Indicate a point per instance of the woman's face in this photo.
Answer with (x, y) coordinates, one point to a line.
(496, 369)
####
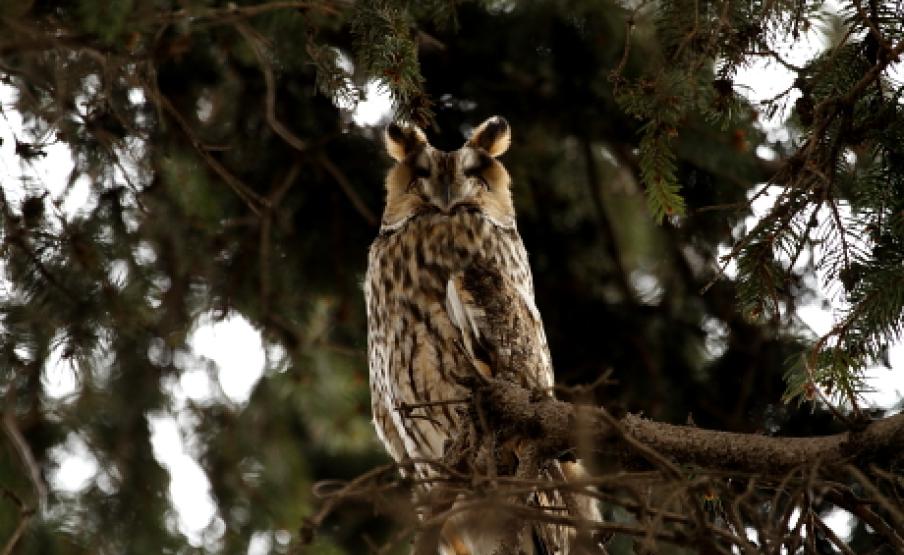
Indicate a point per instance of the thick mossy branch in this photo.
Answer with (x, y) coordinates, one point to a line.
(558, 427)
####
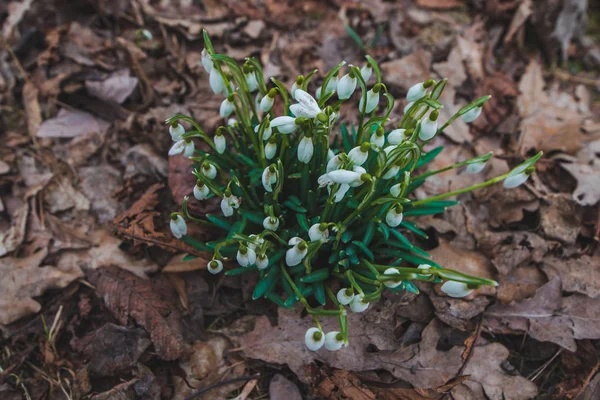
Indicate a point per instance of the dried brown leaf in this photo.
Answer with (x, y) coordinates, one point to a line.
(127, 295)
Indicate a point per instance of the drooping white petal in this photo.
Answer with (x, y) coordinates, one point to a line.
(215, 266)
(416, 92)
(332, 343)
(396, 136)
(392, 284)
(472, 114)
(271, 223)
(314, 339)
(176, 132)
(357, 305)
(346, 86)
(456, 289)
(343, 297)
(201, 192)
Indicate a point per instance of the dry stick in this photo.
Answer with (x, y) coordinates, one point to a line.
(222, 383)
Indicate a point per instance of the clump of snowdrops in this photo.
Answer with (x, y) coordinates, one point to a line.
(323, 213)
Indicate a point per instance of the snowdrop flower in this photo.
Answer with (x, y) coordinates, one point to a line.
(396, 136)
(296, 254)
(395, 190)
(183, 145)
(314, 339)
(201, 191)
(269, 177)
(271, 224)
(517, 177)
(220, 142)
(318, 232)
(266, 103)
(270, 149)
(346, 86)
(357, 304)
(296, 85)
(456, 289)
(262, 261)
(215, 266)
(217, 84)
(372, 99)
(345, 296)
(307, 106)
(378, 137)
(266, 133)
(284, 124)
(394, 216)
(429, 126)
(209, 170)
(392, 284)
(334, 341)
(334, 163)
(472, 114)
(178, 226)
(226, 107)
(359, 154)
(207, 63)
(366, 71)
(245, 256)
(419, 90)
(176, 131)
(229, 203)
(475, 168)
####
▸ What to do
In the material above, please find every line that includes the word "this" and copy it.

▸ Response below
Indicate a point per instance of the woman's face in this photo.
Indicate a point per instance of the thick mossy branch in this photo.
Indicate a point per instance of the dried brown leaf in this photo.
Indicate a point per instance of the drooping white petal in this photo.
Indicate a point per instance of the dry stick in this photo.
Indicate a point per instance of the clump of snowdrops in this photo.
Indicate a point per instance of the snowdrop flower in this photo.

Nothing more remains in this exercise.